▶ **EXCERPTED PASSAGE**:

= Marcel Boll =

Marcel Boll (15 September 1886 – 12 August 1971) was a French scientist, sociologist, philosopher, educator, scientific journalist (journalist specializing in scientific topics), and a founding member (1930) of the Rationalist Union (French: Union rationaliste).

Boll was one of the most prolific contributors of articles to Les Cahiers Rationalistes (The Rationalist Notebooks) and Raison Présente (Reason Present), two journals published by the Rationalist Union. He was one of the main popularizers of the theory of relativity, the quantum theory, and other aspects of the physical sciences during the interwar period (1918–1939) and in the early 1950s. An advocate of neopositivism, his numerous works on physics, philosophy, sociology, education, and other subjects all reflect his neopositivist perspective. He was the first person to draw the French public's attention to the Vienna Circle (German: der Wiener Kreis). Louis Rougier (1889–1982) and Général Charles-Ernest Vouillemin (1865–1954) later joined Boll in being among the first to introduce and promote the Vienna Circle and its overall philosophical outlook (logical positivism) in France.

==Life and work==
Boll was born and died in Paris. He was a son of a councilor of the Council of Paris. In 1910 Marcel was approved to sit for the examination known as the Agrégation de sciences physiques at the ESPCI Paris (Higher School of Industrial Physics and Chemistry of the City of Paris), in which examination he scored in 11th place. In 1914 he graduated from ESPCI Paris with a Doctorate in physical sciences, his doctoral thesis being titled Recherches sur l'évolution photochimique des électrolytes (1914) (Research on the Photochemical Evolution of Electrolytes). He then found employment as an engineer at ESPCI Paris, where he advanced his career, receiving 23 promotions during his time there. Later he became Professor of Chemistry and Electricity at HEC Paris (École des Hautes Etudes Commerciales de Paris).

▶ **MATERIAL**:
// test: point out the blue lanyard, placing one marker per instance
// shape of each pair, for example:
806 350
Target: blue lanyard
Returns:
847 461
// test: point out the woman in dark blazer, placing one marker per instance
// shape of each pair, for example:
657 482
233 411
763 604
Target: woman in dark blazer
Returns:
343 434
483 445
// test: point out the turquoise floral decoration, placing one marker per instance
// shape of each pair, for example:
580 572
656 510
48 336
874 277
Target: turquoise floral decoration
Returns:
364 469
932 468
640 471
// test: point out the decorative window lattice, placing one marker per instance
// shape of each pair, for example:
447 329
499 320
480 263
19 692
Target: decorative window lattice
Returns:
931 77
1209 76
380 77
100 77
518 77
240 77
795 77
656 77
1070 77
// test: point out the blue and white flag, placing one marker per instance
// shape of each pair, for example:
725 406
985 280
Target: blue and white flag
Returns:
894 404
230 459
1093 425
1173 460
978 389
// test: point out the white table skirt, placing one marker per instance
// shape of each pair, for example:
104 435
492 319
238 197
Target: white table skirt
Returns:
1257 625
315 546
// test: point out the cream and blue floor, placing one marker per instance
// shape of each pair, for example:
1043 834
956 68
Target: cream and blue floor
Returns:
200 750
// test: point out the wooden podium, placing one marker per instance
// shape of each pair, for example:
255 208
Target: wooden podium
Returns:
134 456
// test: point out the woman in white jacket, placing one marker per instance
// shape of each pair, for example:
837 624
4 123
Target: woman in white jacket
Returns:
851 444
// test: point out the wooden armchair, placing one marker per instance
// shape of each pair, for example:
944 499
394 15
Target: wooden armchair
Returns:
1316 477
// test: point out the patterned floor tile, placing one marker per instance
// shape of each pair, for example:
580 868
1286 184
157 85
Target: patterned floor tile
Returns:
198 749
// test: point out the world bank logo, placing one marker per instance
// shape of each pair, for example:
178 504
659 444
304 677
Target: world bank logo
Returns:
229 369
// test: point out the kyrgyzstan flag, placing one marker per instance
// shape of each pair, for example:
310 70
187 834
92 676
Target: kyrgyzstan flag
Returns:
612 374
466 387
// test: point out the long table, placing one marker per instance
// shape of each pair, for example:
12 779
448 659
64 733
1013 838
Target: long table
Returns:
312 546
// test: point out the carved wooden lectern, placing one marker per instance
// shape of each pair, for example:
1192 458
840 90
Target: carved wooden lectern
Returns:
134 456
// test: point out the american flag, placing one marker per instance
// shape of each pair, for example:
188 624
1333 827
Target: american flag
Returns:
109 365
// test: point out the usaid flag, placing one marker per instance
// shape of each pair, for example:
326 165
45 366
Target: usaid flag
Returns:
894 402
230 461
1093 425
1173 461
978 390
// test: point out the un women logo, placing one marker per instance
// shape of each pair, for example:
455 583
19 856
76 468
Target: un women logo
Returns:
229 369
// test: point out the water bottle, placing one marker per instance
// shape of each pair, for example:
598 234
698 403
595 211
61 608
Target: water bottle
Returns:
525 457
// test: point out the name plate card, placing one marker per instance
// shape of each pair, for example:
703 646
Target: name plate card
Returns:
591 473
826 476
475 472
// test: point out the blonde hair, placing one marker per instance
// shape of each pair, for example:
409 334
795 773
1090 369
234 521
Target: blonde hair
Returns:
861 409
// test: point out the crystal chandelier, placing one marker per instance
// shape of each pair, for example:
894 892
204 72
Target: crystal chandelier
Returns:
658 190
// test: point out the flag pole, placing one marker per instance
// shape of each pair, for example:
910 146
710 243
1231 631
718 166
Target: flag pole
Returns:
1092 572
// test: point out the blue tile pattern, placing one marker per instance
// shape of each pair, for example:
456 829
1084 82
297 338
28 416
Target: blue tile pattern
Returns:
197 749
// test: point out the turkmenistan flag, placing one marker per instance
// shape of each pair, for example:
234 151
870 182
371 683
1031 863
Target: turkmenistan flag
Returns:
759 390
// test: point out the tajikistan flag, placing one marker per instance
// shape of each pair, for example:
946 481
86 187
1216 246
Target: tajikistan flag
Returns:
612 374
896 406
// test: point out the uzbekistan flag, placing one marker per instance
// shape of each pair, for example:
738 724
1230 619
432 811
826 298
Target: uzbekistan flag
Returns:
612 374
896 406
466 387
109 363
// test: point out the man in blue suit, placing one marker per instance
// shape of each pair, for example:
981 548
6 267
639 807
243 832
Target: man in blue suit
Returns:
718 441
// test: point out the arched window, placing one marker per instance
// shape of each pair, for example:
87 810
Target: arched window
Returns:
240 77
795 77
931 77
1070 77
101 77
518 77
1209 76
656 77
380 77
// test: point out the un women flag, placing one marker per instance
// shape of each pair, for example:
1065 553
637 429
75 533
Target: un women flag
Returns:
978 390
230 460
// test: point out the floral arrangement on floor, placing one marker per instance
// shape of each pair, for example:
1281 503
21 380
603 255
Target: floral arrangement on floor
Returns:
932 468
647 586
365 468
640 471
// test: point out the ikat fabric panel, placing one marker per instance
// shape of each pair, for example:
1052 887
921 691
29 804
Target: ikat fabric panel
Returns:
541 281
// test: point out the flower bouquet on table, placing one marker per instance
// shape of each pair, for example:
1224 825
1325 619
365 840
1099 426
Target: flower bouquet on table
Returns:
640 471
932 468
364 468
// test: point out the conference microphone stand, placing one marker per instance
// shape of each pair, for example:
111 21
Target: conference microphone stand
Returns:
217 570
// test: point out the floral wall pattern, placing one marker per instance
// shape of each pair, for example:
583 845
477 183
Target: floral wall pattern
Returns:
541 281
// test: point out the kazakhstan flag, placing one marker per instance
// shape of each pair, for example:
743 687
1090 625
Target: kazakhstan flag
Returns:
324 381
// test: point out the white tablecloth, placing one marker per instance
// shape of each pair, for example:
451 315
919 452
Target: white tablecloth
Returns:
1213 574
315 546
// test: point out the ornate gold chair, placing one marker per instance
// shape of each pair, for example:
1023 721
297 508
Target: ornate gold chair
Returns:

...

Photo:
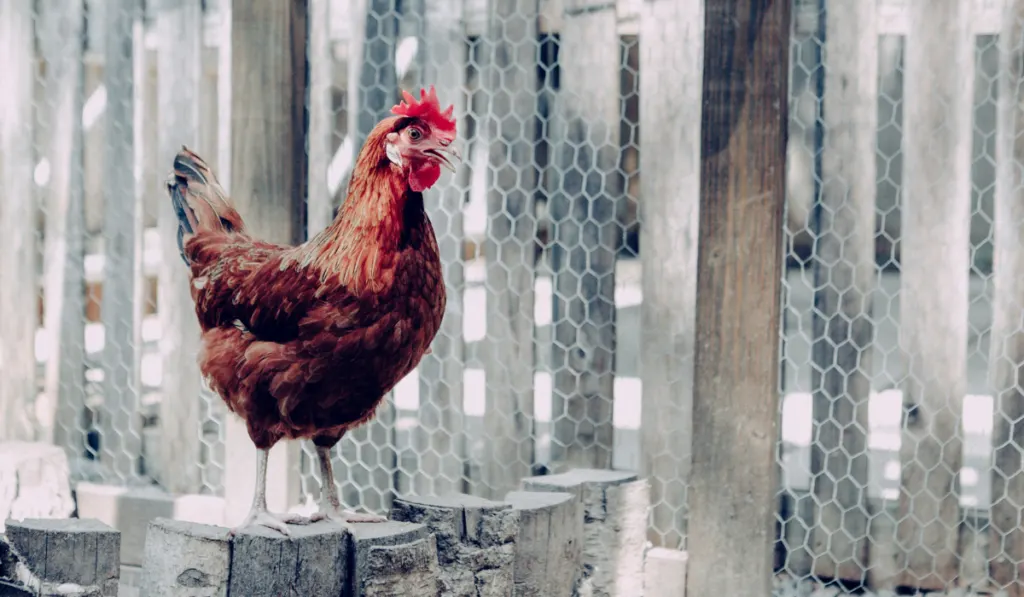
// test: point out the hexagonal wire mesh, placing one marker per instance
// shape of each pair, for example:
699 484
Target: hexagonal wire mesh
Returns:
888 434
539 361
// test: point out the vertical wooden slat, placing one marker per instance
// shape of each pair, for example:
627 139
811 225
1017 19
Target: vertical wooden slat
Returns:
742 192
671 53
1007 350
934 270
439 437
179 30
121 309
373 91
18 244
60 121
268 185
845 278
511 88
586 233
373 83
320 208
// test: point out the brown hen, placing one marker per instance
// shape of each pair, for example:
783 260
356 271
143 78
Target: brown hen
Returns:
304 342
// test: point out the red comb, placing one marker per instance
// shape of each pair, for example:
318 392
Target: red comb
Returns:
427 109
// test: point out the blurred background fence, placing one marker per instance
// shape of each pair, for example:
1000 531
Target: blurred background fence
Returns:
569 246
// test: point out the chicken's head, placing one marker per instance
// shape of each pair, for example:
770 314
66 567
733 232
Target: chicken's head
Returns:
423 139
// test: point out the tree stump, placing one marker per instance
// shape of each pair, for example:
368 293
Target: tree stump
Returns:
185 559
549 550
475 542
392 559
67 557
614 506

▶ **TASK SET**:
**a.** Answer from the Marcel Boll article:
(i) In what year was Boll a founding member of the Rationalist Union?
(ii) In what place did he score in the Agrégation de sciences physiques examination?
(iii) How many promotions did he receive while working as an engineer at ESPCI Paris?
**b.** Repeat word for word the portion of the Marcel Boll article between "Boll was one" and "positivism) in France.", inclusive.
Work from the Marcel Boll article alone.

▶ **EXPECTED OUTPUTS**:
**a.**
(i) 1930
(ii) 11th place
(iii) 23

**b.**
Boll was one of the most prolific contributors of articles to Les Cahiers Rationalistes (The Rationalist Notebooks) and Raison Présente (Reason Present), two journals published by the Rationalist Union. He was one of the main popularizers of the theory of relativity, the quantum theory, and other aspects of the physical sciences during the interwar period (1918–1939) and in the early 1950s. An advocate of neopositivism, his numerous works on physics, philosophy, sociology, education, and other subjects all reflect his neopositivist perspective. He was the first person to draw the French public's attention to the Vienna Circle (German: der Wiener Kreis). Louis Rougier (1889–1982) and Général Charles-Ernest Vouillemin (1865–1954) later joined Boll in being among the first to introduce and promote the Vienna Circle and its overall philosophical outlook (logical positivism) in France.